» **Page extract**:
┌──
ES What the heck?

Status
Not open for further replies.
Presenting the average of averages can easily make sense if the data sets compiled in the comparison set are independent but related.

Let’s say I want to know if Hornady brass is as good as Lapua brass. So I buy .30-06, 284 win, 7-08, and 6 creed brass.

I shoot 2 or 3 different brands of bullets from each cartridge in each set, over a couple different powders. Now I have hundreds of not thousands of shots in this multifactorial matrix.

I can simplify presentation of the data set by presenting average SD and average ES’s. If a guy only compared the singular ES for one cartridge loaded in the 2 types of brass, with one bullet, the data set would not be very conclusive. But presenting a comparison of the two matrices of different bullets and powder combinations in each cartridge would be exhaustive. Instead, a comparison of average ES’s and average SD’s might be very meaningful. Even then, taking the ES and SD of the ES’s, and the ES and SD of the SD’s might be very meaningful - in a very concise and palatable results set.

For the comparison shown above, you could perform a 2-sample t-test to confirm if the mean values between tho two distrubitions are significantly different or not (eg if two bullets in one case brand produce different velocities, or if the same bullet in different cases produce different velocities). Furthermore, you could also perform a 2-variance test to confirm if the SD's are significantly different or not.

However, if you want to see how well a load copes with different conditions etc, it would bode well to compare the min, median* and max ES/SD/mean velocity observed over time. If your min and median* are very similar but the max is much higher, then you can figure out what conditions caused that dataset to be different. It could be that all proceeding data were compiled over winter and this is the first sample added over summer, or it could be related to a new batch of powder compared to that old batch of powder that's been sitting on your shelf for years.

*when your data is skewed and non-normal in distrubiotn the median value is more reliable to use than the mean. If you had an n=10 population with nine datapontis as 1 and one data point as 10 your average value is 1.9 but your median is 1. The value of 1.9 does not appear in your dataset and doesn't really tell you anything other than your data is skewed, whereas the median of 1 at least tells you that your median is equal to your min so your data could be mostly grouped around this value.
 
if two bullets in one case brand produce different velocities, or if the same bullet in different cases produce different velocities

Bad stats. We KNOW these distributions should be different, so a test to determine if they were the same or not would largely be coincidence. The velocities achieved by a 95 VLD and a 105 Hybrid would certainly be different, and if they weren’t, it’s not a correlation, it’s coincidence.
 
But lets not forget the important thing no matter what the numbers show, Does it shoot well on paper.

I think this is where things begin to get interesting. If we are using a front/rear rest and the stock has drop in the toe, the faster the bullet, it would leave the muzzle before the rifle recoiled as far thus hitting the target lower but the bullet would have less time to fall towards the ground and a slower bullet would have the rifle recoil more before exit and the barrel would be higher upon exit positively compensating for the extra time it has to fall to earth.
└──
» **Job 1**: Print the passage of the thread on velocity spread statistics starting at "I shoot 2 or" and ending at "palatable results set.".

Segmentation mask data
┌──
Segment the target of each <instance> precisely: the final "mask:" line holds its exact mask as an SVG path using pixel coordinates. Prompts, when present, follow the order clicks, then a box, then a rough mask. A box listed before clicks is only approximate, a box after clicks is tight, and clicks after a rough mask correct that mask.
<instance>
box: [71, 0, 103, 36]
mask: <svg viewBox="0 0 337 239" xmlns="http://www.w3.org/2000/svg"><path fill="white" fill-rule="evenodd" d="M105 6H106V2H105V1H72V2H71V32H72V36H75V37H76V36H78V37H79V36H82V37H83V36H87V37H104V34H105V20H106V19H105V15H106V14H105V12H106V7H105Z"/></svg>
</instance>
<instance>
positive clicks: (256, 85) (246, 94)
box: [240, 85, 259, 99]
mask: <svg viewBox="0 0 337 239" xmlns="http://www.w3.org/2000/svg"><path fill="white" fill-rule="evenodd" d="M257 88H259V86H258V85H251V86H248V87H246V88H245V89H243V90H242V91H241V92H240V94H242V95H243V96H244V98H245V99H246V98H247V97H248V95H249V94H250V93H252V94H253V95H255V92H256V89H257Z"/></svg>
└──
» **Job 2**: Arrange the lines of the records as a JSON list of strings, one per line and leaving out blank lines, starting at the first line of the records and ending at the line containing "box: [71, 0, 103, 36]".

» **Reply 1**:
I shoot 2 or 3 different brands of bullets from each cartridge in each set, over a couple different powders. Now I have hundreds of not thousands of shots in this multifactorial matrix.

I can simplify presentation of the data set by presenting average SD and average ES’s. If a guy only compared the singular ES for one cartridge loaded in the 2 types of brass, with one bullet, the data set would not be very conclusive. But presenting a comparison of the two matrices of different bullets and powder combinations in each cartridge would be exhaustive. Instead, a comparison of average ES’s and average SD’s might be very meaningful. Even then, taking the ES and SD of the ES’s, and the ES and SD of the SD’s might be very meaningful - in a very concise and palatable results set.

» **Reply 2**:
[
  "Segment the target of each <instance> precisely: the final \"mask:\" line holds its exact mask as an SVG path using pixel coordinates. Prompts, when present, follow the order clicks, then a box, then a rough mask. A box listed before clicks is only approximate, a box after clicks is tight, and clicks after a rough mask correct that mask.",
  "<instance>",
  "box: [71, 0, 103, 36]"
]